- _To be done_:
Transcribe every line, keeping it exact.

- _Dataset rows on where objects appear_:
---

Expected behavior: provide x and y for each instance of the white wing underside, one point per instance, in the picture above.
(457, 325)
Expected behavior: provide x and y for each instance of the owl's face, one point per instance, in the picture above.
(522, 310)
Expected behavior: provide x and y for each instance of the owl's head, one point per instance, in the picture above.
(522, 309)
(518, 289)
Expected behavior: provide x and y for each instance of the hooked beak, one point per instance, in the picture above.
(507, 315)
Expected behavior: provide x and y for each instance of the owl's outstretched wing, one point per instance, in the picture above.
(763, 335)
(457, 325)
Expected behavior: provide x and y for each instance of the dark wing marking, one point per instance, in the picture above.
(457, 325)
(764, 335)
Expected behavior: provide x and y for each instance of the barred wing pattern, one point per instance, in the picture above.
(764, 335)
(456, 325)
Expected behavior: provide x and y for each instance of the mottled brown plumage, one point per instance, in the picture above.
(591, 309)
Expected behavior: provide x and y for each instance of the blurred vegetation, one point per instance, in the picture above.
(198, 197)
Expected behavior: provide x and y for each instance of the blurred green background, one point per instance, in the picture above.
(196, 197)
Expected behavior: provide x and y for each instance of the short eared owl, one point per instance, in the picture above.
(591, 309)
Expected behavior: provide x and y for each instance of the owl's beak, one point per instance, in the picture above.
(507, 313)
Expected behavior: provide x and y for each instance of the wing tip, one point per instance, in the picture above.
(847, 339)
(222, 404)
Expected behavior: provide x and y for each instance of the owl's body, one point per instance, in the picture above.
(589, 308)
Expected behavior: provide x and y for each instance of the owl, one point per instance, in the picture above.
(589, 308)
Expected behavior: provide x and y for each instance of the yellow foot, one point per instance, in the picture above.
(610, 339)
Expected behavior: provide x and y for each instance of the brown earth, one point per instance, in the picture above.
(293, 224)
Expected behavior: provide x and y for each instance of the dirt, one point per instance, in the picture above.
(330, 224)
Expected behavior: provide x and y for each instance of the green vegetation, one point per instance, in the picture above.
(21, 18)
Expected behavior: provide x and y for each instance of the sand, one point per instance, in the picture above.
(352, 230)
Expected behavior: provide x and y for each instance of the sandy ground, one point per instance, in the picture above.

---

- _Result of this exercise_:
Expected behavior: provide x and y for each instance of the white wing underside, one point per instance, in the picture above.
(457, 325)
Expected behavior: provide x and y for each instance of the owl's face, one point per instance, in the picture above.
(522, 310)
Expected behavior: provide x and y for each instance of the owl's head, one point per instance, in the picture above.
(522, 309)
(518, 289)
Expected behavior: provide x and y for each instance of the hooked beak, one point per instance, in the picture above.
(507, 315)
Expected behavior: provide x and y for each instance of the owl's outstretched wing, one point per instance, in the picture above.
(763, 335)
(457, 325)
Expected behavior: provide x and y for each instance of the dark wing marking, one point per instance, in the picture above.
(457, 325)
(764, 335)
Expected behavior: provide x and y for each instance of the barred wing pattern, one point per instance, in the picture above.
(764, 335)
(456, 325)
Expected behavior: provide x and y for each instance of the mottled brown plumage, one point per instance, in the picture above.
(591, 309)
Expected behavior: provide x and y for each instance of the blurred vegetation, one point per instance, in the picture above.
(198, 197)
Expected behavior: provide x and y for each instance of the blurred green background, one point per instance, in the picture above.
(196, 197)
Expected behavior: provide x and y for each instance of the short eared owl, one point per instance, in the picture above.
(591, 309)
Expected behavior: provide x and y for each instance of the owl's beak, one point per instance, in the picture above.
(507, 313)
Expected behavior: provide x and y for each instance of the wing tip, one point per instance, in the picture above.
(847, 339)
(222, 404)
Expected behavior: provide x and y for each instance of the owl's body, one point per instance, in the picture above.
(589, 308)
Expected behavior: provide x and y for each instance of the owl, one point per instance, in the picture above.
(589, 308)
Expected behavior: provide x and y for each instance of the yellow foot, one point per instance, in the picture above.
(610, 339)
Expected behavior: provide x and y for each instance of the brown earth, one point per instance, in the picture above.
(293, 224)
Expected behavior: provide x and y for each instance of the dirt, one point per instance, in the picture above.
(330, 224)
Expected behavior: provide x and y for each instance of the green vegetation, one point per instance, in the picture above.
(21, 18)
Expected behavior: provide x and y for each instance of the sand, one point per instance, in the picture above.
(352, 230)
Expected behavior: provide x and y for each instance of the sandy ground, one point per instance, in the picture above.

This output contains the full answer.